# [Aim of the task]
Can you retype the records below word for word, starting with the line containing "Object class to annotate: yellow painted line" and continuing through the line containing "[0, 305, 452, 535]", with both of those lines included?

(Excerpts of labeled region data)
______

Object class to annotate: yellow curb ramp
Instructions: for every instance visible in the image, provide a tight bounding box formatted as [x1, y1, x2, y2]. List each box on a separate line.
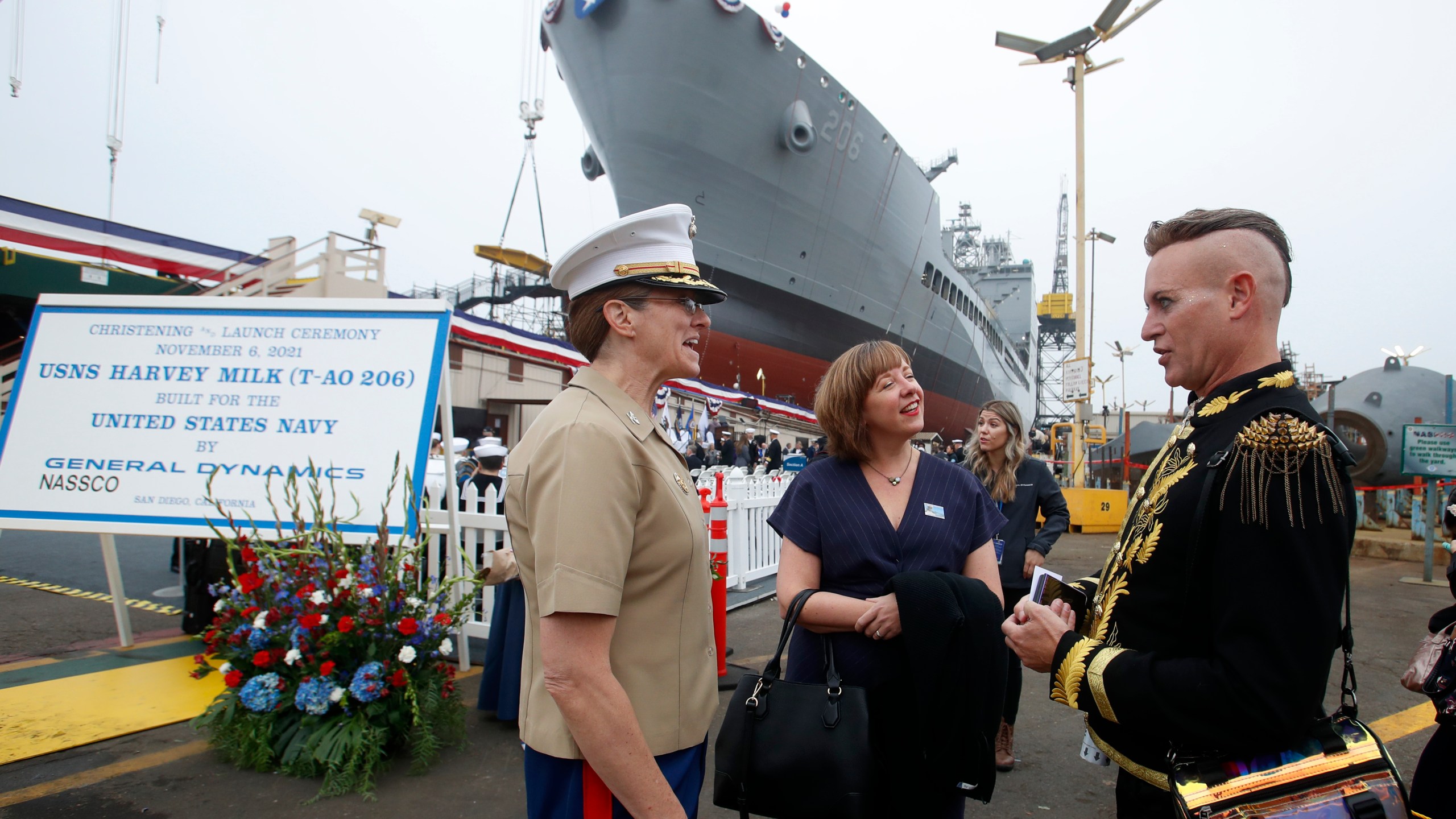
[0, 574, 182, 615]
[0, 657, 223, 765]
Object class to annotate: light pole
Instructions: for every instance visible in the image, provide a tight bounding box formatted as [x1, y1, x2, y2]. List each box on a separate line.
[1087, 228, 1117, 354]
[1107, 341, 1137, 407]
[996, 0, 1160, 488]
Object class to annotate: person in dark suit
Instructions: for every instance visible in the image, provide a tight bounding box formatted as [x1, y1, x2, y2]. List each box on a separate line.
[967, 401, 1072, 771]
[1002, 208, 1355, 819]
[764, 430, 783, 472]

______

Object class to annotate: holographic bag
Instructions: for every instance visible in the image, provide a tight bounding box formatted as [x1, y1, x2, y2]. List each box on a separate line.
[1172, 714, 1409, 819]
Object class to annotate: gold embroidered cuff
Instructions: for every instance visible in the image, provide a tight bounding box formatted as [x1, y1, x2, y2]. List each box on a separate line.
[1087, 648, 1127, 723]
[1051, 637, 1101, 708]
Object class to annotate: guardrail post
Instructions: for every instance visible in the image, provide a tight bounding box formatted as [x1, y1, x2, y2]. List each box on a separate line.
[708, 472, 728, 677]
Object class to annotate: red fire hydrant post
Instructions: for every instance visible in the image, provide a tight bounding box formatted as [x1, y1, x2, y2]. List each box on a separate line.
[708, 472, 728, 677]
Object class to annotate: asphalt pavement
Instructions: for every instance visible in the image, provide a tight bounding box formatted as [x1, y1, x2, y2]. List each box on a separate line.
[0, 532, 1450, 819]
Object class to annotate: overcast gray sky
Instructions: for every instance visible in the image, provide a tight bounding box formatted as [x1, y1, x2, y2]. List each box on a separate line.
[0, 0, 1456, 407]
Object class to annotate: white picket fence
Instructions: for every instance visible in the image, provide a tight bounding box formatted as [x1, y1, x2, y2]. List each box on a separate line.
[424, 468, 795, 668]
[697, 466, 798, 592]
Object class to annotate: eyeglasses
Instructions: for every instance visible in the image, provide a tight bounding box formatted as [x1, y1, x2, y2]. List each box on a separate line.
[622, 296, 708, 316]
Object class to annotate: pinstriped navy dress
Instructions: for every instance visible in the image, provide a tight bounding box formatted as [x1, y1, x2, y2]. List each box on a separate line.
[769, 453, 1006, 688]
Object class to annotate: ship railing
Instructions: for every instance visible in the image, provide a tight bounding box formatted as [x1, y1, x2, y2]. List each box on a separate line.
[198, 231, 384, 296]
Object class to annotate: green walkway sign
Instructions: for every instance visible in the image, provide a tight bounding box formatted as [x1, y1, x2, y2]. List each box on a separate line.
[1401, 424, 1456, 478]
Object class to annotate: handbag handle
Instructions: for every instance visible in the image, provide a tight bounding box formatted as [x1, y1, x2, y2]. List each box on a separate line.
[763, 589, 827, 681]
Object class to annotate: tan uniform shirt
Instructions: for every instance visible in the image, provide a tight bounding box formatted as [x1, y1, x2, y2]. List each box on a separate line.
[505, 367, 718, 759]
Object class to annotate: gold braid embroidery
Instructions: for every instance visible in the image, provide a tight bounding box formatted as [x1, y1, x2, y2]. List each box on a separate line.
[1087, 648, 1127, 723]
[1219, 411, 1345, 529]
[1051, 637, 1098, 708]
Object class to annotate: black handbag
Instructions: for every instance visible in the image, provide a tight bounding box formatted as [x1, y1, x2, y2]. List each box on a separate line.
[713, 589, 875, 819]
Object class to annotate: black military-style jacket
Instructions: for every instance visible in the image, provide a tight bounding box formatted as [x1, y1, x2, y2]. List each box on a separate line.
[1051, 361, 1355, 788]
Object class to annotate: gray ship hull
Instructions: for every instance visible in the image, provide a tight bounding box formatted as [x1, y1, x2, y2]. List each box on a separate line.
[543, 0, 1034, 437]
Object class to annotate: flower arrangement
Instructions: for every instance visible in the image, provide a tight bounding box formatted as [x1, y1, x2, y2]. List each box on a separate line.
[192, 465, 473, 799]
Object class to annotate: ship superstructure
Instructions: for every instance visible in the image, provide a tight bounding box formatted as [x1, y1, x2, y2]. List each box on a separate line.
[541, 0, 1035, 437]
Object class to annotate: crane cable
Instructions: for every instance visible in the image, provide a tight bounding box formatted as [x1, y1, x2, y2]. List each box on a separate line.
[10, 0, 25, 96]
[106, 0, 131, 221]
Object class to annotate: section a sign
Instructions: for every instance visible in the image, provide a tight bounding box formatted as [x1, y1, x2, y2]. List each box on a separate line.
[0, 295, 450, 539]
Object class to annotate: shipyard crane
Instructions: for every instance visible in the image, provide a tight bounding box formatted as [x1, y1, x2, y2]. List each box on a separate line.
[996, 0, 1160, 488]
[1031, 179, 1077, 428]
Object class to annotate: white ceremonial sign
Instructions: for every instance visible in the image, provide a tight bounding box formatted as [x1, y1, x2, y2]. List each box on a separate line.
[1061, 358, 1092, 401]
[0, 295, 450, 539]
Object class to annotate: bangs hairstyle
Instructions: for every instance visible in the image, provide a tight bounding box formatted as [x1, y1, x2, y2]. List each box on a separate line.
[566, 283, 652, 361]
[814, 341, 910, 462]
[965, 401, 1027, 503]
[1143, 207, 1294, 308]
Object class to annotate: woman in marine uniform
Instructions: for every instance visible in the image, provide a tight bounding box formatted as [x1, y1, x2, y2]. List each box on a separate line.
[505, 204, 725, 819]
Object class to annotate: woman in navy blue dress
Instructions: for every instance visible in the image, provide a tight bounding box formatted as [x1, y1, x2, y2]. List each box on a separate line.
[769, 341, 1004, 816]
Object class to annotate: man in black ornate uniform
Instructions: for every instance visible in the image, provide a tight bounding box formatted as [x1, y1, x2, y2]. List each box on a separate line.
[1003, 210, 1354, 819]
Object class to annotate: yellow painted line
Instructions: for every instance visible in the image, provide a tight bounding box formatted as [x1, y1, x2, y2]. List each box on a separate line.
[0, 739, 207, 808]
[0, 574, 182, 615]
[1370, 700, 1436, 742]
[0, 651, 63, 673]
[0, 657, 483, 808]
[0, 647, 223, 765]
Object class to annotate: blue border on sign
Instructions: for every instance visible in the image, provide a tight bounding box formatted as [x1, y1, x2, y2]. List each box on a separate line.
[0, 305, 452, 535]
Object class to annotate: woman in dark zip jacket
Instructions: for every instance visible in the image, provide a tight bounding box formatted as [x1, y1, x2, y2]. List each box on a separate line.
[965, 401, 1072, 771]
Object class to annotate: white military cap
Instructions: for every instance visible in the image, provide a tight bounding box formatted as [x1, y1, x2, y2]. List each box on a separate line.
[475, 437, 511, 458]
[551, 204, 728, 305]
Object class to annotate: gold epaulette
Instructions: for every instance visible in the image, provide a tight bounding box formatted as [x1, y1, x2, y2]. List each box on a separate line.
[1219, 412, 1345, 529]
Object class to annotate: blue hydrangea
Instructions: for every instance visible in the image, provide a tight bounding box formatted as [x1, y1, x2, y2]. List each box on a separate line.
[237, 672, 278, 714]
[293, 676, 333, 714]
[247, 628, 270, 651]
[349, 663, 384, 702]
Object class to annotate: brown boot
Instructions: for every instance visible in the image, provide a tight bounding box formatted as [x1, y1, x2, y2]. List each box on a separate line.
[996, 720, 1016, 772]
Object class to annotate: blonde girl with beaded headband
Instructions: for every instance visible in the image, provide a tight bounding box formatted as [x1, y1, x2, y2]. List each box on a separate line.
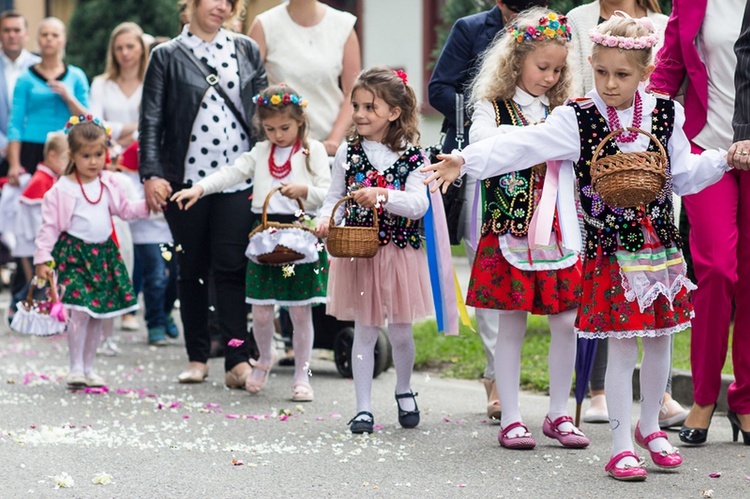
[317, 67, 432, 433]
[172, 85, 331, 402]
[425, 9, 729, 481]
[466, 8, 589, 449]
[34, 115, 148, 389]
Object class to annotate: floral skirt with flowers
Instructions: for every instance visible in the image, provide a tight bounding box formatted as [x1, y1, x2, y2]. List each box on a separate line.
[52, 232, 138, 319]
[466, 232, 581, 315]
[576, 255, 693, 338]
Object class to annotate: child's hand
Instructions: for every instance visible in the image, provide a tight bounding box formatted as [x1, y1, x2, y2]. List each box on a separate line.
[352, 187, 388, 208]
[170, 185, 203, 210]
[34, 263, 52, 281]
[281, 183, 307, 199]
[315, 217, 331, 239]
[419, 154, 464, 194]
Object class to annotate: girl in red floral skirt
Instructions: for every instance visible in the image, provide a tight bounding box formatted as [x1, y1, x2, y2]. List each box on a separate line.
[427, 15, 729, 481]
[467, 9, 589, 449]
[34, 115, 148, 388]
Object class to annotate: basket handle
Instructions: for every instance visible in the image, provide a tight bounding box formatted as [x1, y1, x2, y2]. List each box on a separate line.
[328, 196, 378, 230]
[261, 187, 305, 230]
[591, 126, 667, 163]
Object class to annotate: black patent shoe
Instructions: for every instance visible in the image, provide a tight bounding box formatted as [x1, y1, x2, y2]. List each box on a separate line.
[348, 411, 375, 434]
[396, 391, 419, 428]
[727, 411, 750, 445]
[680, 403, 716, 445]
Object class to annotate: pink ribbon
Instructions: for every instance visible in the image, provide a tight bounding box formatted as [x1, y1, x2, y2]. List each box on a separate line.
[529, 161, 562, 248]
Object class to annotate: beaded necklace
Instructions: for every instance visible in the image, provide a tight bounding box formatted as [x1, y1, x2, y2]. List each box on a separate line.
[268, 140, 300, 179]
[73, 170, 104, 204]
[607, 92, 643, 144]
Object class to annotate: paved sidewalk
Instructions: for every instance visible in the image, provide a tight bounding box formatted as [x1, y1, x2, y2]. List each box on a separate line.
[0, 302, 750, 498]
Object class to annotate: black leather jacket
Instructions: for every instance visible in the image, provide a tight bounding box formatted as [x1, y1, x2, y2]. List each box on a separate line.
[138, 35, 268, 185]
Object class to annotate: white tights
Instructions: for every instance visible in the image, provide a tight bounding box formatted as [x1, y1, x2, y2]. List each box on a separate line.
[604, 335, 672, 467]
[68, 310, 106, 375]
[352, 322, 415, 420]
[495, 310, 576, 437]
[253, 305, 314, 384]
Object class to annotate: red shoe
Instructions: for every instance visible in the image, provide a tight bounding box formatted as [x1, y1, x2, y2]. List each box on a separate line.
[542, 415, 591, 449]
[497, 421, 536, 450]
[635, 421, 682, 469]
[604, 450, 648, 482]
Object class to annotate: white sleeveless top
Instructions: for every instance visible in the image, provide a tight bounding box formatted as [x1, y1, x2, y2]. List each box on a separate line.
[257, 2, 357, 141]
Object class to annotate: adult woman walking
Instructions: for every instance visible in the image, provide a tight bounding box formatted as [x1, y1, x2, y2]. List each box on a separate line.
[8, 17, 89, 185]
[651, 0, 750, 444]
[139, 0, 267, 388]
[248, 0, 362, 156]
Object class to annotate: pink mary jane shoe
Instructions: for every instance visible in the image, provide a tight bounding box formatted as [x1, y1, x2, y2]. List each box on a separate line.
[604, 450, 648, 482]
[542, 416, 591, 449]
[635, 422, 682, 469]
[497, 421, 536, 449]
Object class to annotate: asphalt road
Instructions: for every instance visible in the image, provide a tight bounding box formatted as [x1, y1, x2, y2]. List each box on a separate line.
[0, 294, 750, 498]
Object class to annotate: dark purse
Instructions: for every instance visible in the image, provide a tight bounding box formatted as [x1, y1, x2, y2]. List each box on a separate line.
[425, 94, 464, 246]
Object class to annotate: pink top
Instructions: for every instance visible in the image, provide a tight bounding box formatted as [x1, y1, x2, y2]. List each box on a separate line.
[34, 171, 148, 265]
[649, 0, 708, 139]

______

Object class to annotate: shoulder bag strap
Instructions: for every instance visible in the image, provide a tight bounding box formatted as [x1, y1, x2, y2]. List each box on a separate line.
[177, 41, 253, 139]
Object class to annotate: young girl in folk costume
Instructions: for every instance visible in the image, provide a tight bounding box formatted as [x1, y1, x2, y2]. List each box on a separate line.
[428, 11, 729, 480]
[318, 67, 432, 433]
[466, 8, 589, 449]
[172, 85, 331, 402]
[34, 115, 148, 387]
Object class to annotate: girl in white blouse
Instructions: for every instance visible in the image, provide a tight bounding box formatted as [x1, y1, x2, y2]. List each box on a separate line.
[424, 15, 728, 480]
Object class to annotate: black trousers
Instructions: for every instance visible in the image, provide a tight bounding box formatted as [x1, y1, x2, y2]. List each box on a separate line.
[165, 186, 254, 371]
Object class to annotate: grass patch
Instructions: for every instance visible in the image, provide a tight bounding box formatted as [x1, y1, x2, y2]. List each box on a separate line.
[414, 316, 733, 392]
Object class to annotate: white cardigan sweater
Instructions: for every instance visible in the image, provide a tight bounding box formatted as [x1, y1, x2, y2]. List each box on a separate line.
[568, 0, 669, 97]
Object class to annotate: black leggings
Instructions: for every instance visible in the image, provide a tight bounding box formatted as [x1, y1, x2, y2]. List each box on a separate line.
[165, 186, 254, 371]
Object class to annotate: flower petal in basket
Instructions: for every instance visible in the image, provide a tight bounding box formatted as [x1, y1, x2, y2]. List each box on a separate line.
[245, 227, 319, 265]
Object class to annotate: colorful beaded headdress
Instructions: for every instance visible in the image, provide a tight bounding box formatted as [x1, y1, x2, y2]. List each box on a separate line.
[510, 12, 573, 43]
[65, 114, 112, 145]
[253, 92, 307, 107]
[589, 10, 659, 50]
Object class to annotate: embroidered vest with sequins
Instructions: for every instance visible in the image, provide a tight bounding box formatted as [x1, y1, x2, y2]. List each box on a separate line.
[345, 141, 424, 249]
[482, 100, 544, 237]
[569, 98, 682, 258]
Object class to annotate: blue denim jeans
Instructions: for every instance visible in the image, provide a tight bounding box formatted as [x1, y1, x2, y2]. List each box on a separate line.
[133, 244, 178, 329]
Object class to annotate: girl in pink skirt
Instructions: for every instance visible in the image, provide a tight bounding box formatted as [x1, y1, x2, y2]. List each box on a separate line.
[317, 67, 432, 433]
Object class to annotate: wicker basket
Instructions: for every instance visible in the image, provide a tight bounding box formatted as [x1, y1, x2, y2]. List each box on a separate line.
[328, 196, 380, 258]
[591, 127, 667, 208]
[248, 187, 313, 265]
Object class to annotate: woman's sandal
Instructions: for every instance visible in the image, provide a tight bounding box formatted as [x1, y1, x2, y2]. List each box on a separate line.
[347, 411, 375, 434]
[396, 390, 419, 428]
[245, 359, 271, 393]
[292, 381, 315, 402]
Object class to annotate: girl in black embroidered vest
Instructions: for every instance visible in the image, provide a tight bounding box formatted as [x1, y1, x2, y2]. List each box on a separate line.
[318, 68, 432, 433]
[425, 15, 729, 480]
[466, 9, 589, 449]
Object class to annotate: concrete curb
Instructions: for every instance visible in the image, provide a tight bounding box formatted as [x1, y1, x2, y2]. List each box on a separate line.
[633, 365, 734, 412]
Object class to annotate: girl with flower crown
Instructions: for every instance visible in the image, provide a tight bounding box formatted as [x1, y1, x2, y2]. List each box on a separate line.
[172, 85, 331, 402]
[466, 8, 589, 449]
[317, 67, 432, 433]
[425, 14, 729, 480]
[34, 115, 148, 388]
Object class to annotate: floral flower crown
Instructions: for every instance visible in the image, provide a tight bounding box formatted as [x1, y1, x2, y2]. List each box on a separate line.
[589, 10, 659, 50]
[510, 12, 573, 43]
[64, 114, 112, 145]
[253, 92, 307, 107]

______

# [Expected output]
Object class to annotate: yellow painted line
Instructions: for every instance visible in the image, provide a tight bounding box formatted as [x1, y1, x2, y2]. List each box on a separate line.
[0, 739, 207, 808]
[0, 574, 182, 615]
[1370, 700, 1436, 742]
[0, 651, 63, 673]
[0, 657, 483, 808]
[0, 647, 223, 765]
Object class to annotate: blue border on sign
Instructions: for every instance visible in the image, provide a tight bounding box formatted as [x1, y1, x2, y2]. List each box on a separate line.
[0, 305, 452, 535]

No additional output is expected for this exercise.